** START Supplied data **

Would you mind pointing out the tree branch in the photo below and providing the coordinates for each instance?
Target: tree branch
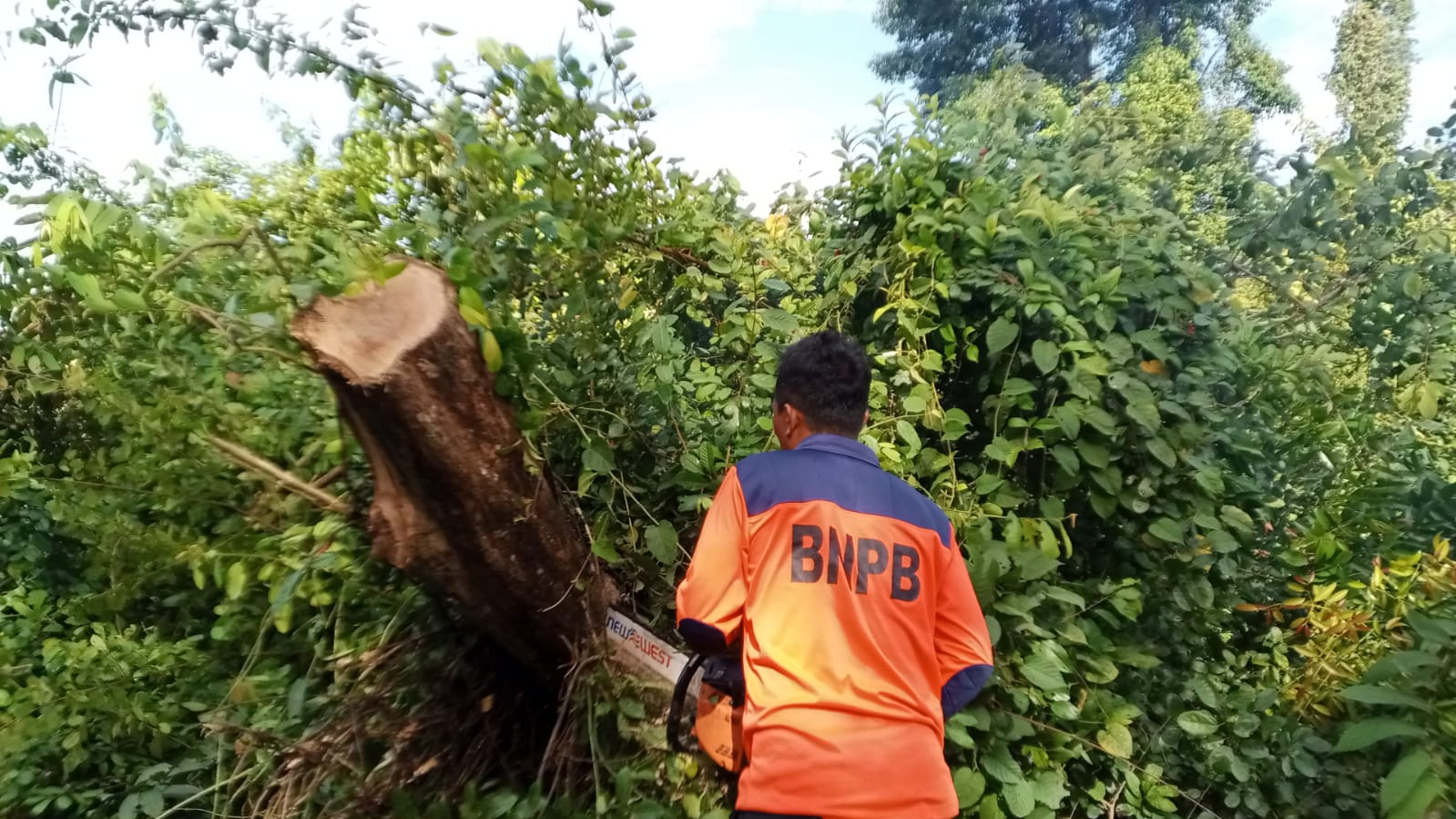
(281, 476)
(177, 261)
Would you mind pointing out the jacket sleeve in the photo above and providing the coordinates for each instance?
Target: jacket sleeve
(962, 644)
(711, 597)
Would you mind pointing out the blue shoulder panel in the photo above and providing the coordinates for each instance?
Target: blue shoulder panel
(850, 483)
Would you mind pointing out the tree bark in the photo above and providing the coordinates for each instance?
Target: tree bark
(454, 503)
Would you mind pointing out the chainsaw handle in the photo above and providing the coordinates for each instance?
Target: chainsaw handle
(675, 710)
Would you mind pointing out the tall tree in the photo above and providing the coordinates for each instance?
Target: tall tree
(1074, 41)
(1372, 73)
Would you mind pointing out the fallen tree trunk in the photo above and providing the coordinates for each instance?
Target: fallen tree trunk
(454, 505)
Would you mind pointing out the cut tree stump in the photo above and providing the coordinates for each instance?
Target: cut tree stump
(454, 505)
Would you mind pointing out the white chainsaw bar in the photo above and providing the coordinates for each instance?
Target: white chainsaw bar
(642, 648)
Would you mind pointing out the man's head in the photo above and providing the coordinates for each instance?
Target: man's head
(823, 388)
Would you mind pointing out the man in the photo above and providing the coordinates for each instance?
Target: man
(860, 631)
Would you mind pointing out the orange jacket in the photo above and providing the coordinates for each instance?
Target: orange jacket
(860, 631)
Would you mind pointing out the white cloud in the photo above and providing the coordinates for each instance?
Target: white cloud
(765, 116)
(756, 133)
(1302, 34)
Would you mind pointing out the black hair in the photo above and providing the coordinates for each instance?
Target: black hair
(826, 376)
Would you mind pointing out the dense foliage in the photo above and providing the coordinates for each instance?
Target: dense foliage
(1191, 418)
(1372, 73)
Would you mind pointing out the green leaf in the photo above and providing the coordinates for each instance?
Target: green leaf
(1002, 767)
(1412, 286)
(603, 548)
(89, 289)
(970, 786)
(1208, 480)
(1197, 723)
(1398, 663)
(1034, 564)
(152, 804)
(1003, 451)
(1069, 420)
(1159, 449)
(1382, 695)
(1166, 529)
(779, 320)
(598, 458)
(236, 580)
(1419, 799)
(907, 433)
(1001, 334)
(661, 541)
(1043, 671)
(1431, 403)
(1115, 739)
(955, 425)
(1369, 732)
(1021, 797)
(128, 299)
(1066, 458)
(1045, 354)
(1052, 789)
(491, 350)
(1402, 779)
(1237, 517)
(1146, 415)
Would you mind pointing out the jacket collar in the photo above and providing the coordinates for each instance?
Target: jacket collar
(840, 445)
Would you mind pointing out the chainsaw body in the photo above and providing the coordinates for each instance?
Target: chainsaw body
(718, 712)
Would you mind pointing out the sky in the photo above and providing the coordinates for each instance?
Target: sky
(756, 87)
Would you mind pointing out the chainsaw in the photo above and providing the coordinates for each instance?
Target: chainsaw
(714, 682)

** END Supplied data **
** START Supplied data **

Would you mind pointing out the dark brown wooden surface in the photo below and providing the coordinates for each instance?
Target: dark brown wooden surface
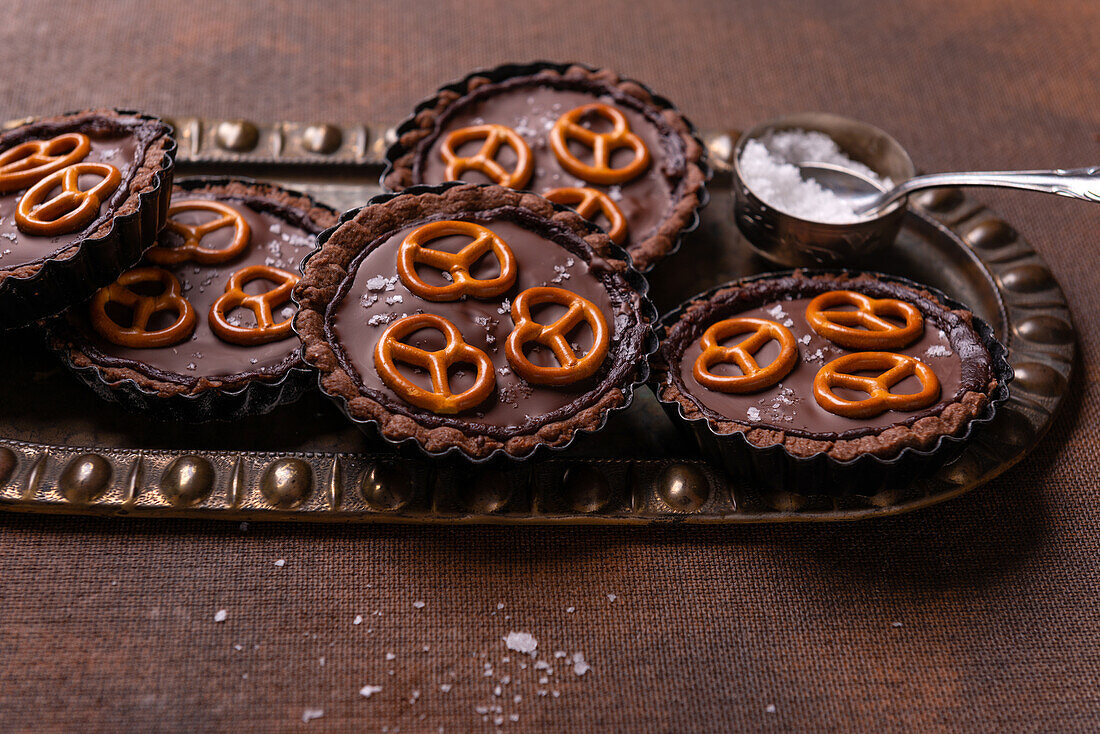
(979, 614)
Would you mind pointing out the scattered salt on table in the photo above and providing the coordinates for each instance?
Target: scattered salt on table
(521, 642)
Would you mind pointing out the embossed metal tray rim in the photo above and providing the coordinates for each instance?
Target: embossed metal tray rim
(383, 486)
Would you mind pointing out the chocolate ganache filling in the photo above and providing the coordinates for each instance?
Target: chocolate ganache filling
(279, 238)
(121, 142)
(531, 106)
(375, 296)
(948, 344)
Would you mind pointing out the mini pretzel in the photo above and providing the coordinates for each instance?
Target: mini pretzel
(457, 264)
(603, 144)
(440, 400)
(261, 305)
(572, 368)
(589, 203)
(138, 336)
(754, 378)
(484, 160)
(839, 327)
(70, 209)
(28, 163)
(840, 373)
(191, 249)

** END Supplied data **
** START Supplied data **

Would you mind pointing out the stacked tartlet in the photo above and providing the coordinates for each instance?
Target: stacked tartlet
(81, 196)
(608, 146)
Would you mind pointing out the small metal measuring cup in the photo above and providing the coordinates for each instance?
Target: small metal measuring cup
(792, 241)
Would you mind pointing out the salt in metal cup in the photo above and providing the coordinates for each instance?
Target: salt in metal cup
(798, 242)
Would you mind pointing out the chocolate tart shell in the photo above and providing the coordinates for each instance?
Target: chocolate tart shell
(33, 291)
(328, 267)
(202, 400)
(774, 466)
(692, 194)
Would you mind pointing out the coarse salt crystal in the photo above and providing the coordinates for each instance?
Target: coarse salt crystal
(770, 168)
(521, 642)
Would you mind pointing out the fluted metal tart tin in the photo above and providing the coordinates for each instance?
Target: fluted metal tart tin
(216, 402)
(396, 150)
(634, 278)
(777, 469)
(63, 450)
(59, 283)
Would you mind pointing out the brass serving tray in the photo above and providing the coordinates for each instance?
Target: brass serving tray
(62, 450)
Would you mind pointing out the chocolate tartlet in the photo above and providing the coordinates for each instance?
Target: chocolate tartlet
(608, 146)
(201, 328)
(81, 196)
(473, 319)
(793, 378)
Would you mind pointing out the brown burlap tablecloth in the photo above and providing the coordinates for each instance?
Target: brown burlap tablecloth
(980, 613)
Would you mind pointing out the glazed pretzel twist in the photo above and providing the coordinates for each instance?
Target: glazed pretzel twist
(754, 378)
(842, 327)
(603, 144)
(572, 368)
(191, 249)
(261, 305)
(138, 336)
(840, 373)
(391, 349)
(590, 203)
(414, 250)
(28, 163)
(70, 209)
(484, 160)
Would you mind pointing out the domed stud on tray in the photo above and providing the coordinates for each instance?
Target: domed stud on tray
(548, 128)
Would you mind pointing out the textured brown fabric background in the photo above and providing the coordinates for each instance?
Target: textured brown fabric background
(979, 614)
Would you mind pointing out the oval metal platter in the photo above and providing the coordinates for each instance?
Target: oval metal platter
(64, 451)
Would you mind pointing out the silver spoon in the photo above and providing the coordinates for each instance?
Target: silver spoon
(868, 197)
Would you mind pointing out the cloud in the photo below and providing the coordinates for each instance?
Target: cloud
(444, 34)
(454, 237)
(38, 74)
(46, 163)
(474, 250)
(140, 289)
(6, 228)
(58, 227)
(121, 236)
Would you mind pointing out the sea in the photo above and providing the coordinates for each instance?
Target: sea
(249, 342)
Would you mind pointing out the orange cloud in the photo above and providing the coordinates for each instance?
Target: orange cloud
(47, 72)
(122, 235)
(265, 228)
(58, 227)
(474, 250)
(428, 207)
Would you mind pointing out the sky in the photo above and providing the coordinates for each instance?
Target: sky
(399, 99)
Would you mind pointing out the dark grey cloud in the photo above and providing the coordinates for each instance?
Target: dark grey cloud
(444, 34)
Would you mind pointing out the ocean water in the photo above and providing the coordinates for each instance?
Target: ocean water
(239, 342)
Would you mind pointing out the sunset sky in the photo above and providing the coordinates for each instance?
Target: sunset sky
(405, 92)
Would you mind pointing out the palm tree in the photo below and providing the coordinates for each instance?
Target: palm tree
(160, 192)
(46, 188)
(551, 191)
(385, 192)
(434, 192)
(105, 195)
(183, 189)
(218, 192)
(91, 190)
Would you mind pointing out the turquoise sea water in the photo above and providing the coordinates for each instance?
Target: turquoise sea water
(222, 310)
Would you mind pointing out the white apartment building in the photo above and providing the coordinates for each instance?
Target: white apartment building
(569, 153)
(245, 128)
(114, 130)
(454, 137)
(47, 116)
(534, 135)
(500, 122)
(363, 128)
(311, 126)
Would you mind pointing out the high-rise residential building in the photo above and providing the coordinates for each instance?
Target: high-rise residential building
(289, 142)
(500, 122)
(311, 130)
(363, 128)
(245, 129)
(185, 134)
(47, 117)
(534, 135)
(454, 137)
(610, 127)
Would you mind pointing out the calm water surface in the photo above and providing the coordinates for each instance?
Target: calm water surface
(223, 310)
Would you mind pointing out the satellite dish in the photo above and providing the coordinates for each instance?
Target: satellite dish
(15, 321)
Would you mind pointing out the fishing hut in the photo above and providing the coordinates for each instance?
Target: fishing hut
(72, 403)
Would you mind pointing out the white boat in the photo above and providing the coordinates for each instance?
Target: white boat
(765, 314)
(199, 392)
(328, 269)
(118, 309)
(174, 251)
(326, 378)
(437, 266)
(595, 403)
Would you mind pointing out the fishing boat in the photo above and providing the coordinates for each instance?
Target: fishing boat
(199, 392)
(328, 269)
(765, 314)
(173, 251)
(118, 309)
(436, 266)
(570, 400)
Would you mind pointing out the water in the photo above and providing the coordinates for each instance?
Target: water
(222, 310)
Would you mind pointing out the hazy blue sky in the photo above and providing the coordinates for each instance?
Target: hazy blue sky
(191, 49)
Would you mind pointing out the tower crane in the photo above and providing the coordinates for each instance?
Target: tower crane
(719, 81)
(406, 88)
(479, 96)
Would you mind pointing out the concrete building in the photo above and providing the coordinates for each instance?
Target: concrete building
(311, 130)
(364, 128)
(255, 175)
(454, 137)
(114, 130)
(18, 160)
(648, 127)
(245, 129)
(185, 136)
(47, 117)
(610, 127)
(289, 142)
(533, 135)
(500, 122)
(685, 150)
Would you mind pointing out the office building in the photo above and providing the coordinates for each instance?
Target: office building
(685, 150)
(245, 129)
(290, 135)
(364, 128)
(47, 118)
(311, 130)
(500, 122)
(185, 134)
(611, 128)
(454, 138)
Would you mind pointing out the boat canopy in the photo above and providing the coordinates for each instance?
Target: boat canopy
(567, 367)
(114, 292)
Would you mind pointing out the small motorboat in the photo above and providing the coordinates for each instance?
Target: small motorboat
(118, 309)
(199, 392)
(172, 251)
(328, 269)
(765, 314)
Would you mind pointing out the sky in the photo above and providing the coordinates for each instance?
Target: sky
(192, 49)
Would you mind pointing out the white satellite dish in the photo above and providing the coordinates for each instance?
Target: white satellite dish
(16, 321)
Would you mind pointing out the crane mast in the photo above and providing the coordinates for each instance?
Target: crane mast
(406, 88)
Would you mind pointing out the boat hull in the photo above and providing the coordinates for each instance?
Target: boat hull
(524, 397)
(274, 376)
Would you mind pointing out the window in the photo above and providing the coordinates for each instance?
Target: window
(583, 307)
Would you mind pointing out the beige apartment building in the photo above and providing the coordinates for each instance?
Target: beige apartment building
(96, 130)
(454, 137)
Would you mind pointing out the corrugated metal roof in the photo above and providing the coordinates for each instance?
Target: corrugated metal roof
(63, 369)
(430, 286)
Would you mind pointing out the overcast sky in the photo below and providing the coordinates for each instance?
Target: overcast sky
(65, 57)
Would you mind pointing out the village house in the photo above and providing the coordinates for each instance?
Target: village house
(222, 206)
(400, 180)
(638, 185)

** END Supplied data **

• **Given exercise**: Pull out each line of the material that contains the string "scattered". Treat uppercase and lowercase as different.

• **Finished answer**:
Would you mind pointing out the scattered salt on table in the photo above and providing the coordinates for each instance?
Target: scattered salt on table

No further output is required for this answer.